[EXERCISE DIRECTIONS]
For each line below that holds "water", return the line as it stands.

[Collection entries]

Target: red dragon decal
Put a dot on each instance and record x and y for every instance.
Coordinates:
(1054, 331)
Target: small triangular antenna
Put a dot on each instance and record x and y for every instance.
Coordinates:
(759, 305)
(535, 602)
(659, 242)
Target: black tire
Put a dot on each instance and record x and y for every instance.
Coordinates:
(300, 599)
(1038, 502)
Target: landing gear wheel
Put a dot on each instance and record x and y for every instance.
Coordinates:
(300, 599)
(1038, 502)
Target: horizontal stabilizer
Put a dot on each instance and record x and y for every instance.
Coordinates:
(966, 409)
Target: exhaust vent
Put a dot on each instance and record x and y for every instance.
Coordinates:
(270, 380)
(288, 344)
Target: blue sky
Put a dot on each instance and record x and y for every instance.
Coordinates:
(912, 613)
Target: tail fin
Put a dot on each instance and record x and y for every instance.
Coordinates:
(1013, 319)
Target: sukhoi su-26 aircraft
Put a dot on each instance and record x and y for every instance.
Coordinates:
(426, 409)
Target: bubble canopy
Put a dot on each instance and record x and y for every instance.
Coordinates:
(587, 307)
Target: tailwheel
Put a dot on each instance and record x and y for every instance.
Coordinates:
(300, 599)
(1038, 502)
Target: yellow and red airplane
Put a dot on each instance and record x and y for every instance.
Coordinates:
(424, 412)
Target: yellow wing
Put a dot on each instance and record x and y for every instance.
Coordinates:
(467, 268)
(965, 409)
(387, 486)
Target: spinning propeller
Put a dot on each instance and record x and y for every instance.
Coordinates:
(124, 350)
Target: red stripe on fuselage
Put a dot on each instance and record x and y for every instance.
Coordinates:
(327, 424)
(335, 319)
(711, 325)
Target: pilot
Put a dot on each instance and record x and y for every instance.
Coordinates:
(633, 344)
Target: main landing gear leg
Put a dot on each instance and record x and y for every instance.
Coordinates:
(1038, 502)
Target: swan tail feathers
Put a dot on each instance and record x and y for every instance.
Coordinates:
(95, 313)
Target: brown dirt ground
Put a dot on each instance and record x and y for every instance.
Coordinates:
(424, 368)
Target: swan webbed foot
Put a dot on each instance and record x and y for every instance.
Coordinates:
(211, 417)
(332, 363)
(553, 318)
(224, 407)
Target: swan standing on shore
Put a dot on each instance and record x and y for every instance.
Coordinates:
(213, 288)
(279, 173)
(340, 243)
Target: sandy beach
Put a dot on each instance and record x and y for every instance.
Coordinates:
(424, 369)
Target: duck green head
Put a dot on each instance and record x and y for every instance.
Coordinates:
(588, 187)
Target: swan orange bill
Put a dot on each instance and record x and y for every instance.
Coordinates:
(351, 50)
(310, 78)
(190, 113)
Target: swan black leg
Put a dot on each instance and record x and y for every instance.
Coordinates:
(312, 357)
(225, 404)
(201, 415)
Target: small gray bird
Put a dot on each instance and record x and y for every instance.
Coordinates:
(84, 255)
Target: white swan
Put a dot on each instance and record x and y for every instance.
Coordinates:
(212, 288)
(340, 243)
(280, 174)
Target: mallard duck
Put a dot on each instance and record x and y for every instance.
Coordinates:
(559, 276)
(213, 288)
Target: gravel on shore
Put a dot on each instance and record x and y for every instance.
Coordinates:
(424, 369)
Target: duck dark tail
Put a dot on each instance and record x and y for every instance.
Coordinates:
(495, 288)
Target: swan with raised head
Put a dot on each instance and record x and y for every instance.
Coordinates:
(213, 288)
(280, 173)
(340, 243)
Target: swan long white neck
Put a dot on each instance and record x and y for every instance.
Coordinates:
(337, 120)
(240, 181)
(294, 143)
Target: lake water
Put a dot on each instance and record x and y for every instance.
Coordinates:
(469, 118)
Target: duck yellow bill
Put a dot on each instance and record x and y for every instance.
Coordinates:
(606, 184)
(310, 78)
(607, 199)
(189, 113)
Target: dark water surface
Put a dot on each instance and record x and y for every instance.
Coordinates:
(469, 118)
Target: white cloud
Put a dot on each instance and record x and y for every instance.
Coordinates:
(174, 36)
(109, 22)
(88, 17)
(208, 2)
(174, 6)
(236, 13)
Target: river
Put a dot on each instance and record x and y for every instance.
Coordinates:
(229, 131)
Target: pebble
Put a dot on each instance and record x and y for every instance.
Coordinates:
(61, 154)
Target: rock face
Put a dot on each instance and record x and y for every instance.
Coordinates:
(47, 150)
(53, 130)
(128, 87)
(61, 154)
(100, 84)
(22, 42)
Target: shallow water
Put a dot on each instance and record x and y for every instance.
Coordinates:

[ANSWER TO THIS PROBLEM]
Target: lake water
Target: dark water surface
Target: shallow water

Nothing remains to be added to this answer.